§ WHAT YOU ARE ASKED TO DO: Copy the material word for word, starting at the line with "task | indicate the rear bumper" and continuing through the end of the material.

Start of EXERCISE MATERIAL

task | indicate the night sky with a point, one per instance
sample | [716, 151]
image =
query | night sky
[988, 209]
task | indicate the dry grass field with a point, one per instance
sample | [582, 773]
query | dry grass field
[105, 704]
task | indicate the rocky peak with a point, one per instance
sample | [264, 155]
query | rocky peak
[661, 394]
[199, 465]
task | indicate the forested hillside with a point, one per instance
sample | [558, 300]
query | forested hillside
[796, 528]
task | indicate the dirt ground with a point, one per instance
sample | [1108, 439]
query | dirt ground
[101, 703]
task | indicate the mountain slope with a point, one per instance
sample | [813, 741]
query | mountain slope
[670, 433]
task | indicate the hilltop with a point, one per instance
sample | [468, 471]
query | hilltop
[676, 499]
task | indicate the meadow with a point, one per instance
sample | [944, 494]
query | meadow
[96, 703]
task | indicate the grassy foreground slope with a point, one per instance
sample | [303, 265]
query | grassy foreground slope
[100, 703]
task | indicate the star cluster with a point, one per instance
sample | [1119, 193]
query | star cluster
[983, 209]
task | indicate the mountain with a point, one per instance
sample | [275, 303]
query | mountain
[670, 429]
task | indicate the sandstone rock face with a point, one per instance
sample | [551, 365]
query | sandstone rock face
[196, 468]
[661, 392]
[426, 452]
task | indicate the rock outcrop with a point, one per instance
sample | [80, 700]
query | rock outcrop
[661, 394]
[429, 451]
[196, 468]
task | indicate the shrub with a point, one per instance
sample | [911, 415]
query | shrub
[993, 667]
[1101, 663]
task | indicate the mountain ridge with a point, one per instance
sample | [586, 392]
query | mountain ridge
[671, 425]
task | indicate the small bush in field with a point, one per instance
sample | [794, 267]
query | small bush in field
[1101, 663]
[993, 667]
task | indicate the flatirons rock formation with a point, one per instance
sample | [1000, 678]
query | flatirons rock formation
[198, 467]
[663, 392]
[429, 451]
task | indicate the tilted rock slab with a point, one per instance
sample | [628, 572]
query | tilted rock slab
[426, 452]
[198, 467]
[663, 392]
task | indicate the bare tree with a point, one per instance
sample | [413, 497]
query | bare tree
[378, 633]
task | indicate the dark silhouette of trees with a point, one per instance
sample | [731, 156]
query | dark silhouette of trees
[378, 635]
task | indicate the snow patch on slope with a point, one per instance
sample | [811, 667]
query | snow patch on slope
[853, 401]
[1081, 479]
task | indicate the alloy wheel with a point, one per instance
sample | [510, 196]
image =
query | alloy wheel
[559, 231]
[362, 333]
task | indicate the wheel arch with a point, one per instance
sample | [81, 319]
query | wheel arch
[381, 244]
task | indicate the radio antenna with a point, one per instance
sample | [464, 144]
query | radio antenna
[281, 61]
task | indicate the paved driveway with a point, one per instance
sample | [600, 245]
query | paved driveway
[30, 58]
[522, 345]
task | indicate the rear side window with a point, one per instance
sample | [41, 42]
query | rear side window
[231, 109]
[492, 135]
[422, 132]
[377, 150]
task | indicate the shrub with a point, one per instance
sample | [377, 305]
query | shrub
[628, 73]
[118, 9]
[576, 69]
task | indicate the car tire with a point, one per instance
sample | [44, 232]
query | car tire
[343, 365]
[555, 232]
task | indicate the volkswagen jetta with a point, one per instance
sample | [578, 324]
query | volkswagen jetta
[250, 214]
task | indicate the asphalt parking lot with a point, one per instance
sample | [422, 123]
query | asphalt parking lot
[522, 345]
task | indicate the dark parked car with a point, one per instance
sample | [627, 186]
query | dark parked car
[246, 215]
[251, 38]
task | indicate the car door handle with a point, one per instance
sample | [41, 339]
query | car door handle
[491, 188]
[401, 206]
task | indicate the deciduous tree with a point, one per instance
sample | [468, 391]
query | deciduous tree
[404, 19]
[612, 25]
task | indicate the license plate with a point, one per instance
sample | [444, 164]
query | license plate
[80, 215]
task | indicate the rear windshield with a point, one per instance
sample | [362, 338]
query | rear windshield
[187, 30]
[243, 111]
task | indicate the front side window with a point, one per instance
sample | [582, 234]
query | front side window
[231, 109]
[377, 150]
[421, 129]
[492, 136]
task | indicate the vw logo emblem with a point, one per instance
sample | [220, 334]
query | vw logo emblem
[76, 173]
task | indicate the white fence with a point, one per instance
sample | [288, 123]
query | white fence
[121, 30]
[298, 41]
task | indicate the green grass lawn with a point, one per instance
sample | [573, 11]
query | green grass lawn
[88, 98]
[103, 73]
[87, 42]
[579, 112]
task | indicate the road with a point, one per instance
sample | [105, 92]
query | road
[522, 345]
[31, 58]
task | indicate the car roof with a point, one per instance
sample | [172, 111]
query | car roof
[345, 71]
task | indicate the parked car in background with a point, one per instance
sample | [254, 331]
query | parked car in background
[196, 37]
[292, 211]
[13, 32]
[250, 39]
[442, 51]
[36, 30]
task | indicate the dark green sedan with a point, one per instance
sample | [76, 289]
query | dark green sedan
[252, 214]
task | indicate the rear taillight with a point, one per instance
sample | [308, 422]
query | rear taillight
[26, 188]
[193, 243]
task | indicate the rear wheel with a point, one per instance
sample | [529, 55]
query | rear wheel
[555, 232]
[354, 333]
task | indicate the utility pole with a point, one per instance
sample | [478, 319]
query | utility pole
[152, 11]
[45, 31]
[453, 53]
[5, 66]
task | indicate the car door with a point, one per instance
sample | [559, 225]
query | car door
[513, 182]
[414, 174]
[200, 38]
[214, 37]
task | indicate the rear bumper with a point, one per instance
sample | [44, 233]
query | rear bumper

End of EXERCISE MATERIAL

§ FINAL ANSWER:
task | indicate the rear bumper with a point, one per instance
sample | [44, 233]
query | rear bumper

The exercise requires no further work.